*EXERCISES*:
1) According to the forum post on forming aluminum pieces, why will the poster make the pieces by forming sheet aluminum rather than by using miniature extrusions?
2) Locate every line in the records that contains the string "signal" and copy each one. Matching is case-sensitive.
--- start of QUOTED TEXT ---
# need advice on forming alum pieces



## joebiplane (Oct 7, 2011)

I want to make about 50 sets of formed aluminium pieces 
the first is basically a right angle with a small flat at the 90 degree corner  the second looks sort of like the copper bracket that is used to secure a water pipe to a wall or ceiling joist.
the clamps or pieces will be used to form a brake on 1/4 in alum tubes and allow to connect rectangular alum tubes perpendicular to the 1/4 in tubes running longitudinally 

project is a 1/4 scale fuselage of a home built aircraft (Murphy renegade)  and I want to mimic  the full scale construction methods and the extruded pieces Murphy used on the full scale  Actual miniature extrusions are  WAYYYYYYYY cost prohibitive
So much for history I am wondering what the best way to create a form  for the bending and what kind of press might be required... This is new territory for me and I am looking for a bit of advice  I have a horror freight 12 ton press   but I'm looking for ideas for the forms I will need to create  and Press  and  what material  to use for the form and I'm assuming  T-6 alum will be used for the parts i will be creating  at .030 or .050 thickness. I will need to experiment on that matter
Any ideas ???????????
--- end of QUOTED TEXT ---
--- start of DATASET ---
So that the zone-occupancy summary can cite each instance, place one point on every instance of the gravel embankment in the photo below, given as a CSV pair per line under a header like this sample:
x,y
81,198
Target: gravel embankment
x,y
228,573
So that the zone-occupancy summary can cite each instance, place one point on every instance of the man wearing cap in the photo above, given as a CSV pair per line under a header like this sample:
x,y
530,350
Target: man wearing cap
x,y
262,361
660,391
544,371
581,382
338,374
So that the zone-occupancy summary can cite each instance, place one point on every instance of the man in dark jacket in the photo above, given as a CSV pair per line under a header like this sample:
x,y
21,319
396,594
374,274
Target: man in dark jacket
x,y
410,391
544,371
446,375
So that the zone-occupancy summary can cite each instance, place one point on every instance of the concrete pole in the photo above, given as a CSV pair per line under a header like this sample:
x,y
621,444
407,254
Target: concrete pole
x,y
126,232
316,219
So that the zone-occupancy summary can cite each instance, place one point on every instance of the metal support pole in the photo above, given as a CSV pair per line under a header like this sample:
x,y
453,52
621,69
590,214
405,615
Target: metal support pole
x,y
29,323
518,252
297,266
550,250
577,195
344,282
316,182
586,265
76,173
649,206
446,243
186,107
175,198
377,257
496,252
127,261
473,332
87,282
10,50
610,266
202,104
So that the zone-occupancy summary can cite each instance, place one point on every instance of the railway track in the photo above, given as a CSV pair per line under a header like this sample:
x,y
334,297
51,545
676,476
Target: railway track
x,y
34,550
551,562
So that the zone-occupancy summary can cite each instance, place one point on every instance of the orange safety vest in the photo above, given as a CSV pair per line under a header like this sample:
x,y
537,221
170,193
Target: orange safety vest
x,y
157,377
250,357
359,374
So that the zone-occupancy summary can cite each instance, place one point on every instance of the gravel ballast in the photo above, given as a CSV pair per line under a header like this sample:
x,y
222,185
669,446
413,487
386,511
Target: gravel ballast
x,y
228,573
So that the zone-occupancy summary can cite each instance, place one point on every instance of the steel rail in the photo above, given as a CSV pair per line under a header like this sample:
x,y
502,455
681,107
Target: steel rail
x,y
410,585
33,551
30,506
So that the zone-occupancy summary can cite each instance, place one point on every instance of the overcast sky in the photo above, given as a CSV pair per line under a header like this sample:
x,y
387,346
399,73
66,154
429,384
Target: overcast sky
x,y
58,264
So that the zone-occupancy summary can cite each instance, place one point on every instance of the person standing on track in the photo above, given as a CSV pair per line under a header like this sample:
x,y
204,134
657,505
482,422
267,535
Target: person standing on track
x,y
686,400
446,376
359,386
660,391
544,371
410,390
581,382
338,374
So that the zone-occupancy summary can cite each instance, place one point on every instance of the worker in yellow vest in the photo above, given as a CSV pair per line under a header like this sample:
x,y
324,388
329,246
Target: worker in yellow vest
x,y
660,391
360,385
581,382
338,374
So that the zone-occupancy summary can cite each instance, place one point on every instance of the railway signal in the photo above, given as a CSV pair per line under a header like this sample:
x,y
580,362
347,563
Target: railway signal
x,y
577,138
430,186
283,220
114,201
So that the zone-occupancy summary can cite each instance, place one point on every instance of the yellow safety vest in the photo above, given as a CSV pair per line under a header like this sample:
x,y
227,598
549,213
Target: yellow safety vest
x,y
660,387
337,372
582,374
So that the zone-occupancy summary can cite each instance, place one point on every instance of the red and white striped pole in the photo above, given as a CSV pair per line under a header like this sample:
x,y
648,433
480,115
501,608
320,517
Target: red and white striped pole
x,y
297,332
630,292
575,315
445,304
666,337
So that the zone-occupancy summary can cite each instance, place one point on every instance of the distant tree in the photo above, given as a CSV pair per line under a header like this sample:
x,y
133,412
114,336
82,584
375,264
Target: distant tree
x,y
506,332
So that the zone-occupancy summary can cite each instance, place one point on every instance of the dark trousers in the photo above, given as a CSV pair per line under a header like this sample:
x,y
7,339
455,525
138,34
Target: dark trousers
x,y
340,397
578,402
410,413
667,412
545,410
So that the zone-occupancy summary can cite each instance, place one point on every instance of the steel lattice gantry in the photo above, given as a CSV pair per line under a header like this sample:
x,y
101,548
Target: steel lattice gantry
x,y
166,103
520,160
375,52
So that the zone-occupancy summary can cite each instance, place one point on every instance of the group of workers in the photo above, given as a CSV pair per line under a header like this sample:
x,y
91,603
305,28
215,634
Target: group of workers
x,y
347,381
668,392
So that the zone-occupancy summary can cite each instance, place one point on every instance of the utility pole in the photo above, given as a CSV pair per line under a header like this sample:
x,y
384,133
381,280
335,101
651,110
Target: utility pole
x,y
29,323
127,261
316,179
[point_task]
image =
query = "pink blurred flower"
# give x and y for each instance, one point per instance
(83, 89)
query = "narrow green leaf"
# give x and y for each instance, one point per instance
--- end of DATASET ---
*TASK-BY-TASK RESULTS*:
1) Actual miniature extrusions are far too expensive. The poster is building a 1/4 scale fuselage of a Murphy Renegade and wants to mimic the full-scale construction methods and the extruded pieces Murphy used.

2)
So that the zone-occupancy summary can cite each instance, place one point on every instance of the railway signal in the photo above, given as a CSV pair per line under a header like this sample:
Target: railway signal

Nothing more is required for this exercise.